EXERCISE AIM: Please give back only the lines from the line with "Task: localize player's fingers." to the line with "[759,747,776,822]", renaming "fingers" to "thumbs" and keeping everything else unchanged.
___ RAW RECORDS
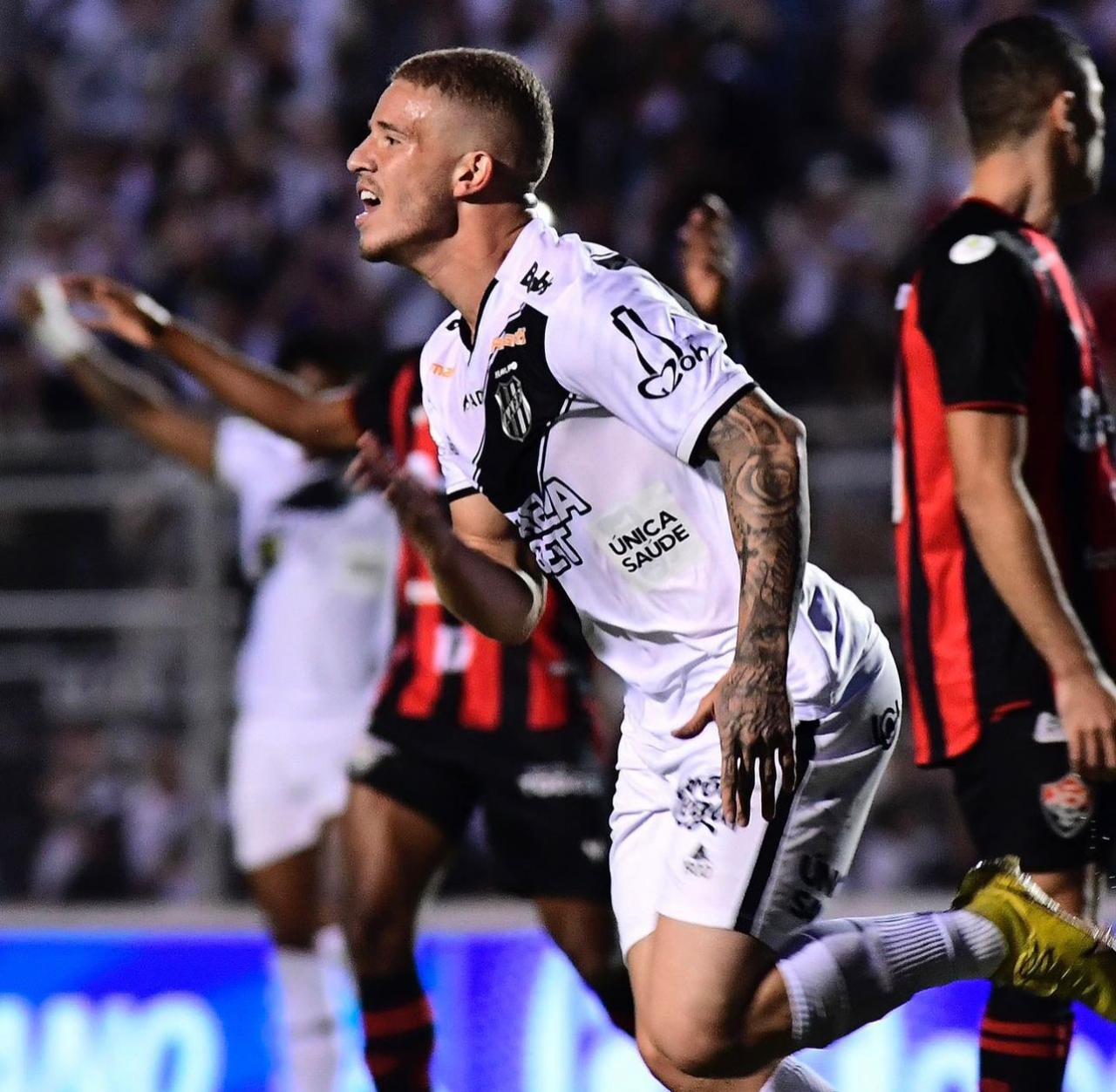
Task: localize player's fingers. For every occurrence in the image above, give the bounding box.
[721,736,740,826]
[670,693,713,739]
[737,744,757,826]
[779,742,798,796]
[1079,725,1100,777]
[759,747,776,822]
______
___ RAW RECORDS
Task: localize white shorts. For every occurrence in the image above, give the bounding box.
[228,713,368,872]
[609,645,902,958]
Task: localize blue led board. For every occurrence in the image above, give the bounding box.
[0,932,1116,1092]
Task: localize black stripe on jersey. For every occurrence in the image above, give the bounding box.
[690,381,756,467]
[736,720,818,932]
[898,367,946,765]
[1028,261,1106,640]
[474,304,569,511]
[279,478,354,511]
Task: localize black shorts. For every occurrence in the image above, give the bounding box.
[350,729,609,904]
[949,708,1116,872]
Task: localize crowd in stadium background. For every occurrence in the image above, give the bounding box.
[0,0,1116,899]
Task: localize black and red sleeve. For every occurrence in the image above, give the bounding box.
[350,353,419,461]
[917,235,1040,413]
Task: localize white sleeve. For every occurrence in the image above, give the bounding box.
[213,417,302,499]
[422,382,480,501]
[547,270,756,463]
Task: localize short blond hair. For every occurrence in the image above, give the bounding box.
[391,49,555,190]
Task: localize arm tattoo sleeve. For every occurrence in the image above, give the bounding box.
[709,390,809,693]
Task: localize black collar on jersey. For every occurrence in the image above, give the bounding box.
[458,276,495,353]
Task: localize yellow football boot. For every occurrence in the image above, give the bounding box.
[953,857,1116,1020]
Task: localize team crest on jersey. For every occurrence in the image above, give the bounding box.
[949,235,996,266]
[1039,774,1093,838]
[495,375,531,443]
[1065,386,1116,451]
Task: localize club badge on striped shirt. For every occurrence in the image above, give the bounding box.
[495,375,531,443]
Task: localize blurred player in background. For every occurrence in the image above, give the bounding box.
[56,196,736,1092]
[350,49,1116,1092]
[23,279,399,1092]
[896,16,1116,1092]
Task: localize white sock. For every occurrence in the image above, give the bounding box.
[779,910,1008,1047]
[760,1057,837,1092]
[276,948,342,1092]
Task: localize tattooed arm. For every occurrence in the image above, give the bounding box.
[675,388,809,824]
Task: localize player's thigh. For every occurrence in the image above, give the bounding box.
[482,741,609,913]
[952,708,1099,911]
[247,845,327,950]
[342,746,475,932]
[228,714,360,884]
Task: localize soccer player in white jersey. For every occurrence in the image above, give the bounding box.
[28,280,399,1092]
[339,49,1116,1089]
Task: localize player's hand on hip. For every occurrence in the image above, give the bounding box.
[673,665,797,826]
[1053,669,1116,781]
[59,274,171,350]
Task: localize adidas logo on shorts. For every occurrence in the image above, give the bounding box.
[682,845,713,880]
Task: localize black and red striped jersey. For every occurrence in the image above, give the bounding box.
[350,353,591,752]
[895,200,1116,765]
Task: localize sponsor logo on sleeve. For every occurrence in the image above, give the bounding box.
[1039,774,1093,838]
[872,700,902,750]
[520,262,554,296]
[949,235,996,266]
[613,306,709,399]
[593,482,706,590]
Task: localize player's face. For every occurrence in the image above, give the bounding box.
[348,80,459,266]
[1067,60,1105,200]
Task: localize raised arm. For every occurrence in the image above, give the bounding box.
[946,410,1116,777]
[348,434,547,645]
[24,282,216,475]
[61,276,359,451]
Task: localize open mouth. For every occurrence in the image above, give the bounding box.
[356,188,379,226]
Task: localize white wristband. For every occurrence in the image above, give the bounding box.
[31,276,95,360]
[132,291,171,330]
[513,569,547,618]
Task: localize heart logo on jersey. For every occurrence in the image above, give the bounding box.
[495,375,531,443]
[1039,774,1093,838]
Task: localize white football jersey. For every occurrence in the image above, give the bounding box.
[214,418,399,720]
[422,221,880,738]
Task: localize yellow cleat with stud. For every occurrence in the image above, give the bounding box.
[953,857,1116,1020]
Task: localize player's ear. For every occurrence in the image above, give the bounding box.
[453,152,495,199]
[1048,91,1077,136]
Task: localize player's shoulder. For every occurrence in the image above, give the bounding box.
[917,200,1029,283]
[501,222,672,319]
______
EXPECTED ANSWER:
Task: localize player's thumbs. For every occurrence in the image above, give the bounding box.
[721,736,740,826]
[670,693,713,739]
[737,744,757,826]
[779,742,798,796]
[1079,725,1100,777]
[759,747,776,822]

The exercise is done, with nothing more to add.